Given instruction -> Reproduce every entry exactly.

Records from a dataset:
::::::
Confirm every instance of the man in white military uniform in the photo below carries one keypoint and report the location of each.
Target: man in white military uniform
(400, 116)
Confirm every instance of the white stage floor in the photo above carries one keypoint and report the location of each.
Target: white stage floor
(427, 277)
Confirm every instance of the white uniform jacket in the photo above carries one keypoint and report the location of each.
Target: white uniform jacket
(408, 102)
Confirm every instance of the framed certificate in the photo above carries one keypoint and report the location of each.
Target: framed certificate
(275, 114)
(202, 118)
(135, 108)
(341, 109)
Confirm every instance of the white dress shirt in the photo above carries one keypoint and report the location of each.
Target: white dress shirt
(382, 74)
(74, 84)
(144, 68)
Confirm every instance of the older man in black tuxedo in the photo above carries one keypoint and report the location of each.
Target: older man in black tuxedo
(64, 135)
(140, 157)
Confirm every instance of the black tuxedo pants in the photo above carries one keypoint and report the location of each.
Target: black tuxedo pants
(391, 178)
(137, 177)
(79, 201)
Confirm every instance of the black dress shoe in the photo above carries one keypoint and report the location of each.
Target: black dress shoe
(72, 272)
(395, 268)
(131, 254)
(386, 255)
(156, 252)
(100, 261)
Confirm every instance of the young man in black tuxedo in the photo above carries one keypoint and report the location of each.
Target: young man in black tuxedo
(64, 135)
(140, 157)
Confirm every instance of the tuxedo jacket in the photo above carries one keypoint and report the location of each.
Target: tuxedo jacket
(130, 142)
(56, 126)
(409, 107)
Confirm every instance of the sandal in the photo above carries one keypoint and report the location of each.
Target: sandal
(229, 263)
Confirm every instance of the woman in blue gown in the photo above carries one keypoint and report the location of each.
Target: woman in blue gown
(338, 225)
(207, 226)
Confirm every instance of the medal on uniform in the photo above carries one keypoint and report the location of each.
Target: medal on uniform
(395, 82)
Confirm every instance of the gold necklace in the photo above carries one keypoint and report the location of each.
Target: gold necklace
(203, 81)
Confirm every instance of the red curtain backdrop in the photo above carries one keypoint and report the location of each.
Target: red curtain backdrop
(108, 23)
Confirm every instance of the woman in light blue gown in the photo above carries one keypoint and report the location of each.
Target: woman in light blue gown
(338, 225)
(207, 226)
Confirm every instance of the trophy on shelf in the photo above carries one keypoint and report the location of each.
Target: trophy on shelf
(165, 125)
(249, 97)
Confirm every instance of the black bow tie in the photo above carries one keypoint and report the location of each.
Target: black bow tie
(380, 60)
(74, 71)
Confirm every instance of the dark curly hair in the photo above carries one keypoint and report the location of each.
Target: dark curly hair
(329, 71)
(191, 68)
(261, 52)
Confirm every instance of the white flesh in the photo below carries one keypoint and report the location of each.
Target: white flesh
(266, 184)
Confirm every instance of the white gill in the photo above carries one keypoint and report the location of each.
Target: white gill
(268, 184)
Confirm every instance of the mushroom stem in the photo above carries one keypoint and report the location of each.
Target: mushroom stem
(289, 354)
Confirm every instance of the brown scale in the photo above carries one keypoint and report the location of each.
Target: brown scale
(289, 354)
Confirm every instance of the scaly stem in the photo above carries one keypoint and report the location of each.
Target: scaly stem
::::::
Result below ->
Confirm every instance of the man in white military uniform in the photo below carries one keypoint and report the location of each.
Target: man in white military uniform
(400, 116)
Confirm every instance of the white stage floor in the photo above carries one keypoint and report the location of each.
Target: white stage floor
(427, 277)
Confirm every instance of the white uniform jacket in the photo above carries one keypoint and report the location of each.
Target: white uniform jacket
(408, 102)
Confirm every instance of the framed certificate in the photo above carries one keypoint and report the location of each.
Target: framed certificate
(275, 114)
(202, 118)
(135, 108)
(341, 109)
Confirm every instance of the white dress shirt in the photo above carries one keypoint and report the location of each.
Target: white dress shirt
(382, 74)
(74, 84)
(144, 68)
Confirm every instance of the older man in black tuxedo in the photo above carries one keypoint and report the location of each.
Target: older man in black tuxedo
(64, 135)
(140, 157)
Confirm every instance of the black tuxedo pants in the photo above carries one keypoint and report the location of each.
Target: black tuxedo pants
(391, 178)
(137, 177)
(79, 201)
Confirm every instance of the black dress shoe in the photo above carries one keypoint and report the location of each.
Target: black dress shoe
(72, 272)
(395, 268)
(131, 254)
(386, 255)
(156, 252)
(100, 261)
Confirm every instance of the young man in black tuxedo in the photo above carries one keypoint and report the location of each.
Target: young man in black tuxedo
(64, 135)
(140, 157)
Confirm every instance of the tuxedo jacket in the photo above carries one keypoint and report the location of each.
Target: tuxedo jacket
(130, 142)
(56, 126)
(409, 107)
Confirm every instance of the sandal in the photo above carries one keypoint and report the location of each.
Target: sandal
(229, 263)
Confirm every instance of the woman in blue gown in the photo above carries one keypoint and report the location of each.
Target: woman in blue gown
(338, 225)
(207, 226)
Confirm every instance of the medal on uniform in the photo above carries one keypoint and report the location of each.
Target: medal on uniform
(395, 82)
Confirm every instance of the gold necklace in the photo above carries one keypoint and report the location of each.
Target: gold necklace
(203, 81)
Confirm every instance of the red curtain backdrop in the photo above carries one keypoint and report the location of each.
Target: red curtain backdrop
(108, 23)
Confirm every instance of the woman in light blue gown in the photo above carries one keypoint and report the location of each.
Target: woman in light blue gown
(338, 225)
(207, 226)
Confirm every instance of the trophy on shelf in the photo above carries one keypoint and report the location of each.
Target: trophy on shelf
(165, 125)
(249, 97)
Confirm every instance of the black bow tie in the photo above carries one keypoint and report the location of each.
Target: black bow tie
(380, 60)
(74, 71)
Confirm every instance of the dark curly hair in the photo above carries one keypoint and report the location of each.
Target: dark curly hair
(329, 71)
(191, 68)
(261, 52)
Confirm every instance of the white flesh in the photo below carries one keypoint and report the location of each.
Target: white flesh
(266, 184)
Confirm every instance of the white gill in the photo above carries one keypoint and report the location of each.
Target: white gill
(268, 184)
Confirm every instance of the mushroom stem in the photo above carries one keypoint and report the location of each.
Target: mushroom stem
(289, 354)
Confirm every instance of the brown scale in the photo above carries one keypoint and report the location of each.
Target: brown scale
(289, 354)
Confirm every instance of the scaly stem in the photo above carries one keypoint and report the location of each.
Target: scaly stem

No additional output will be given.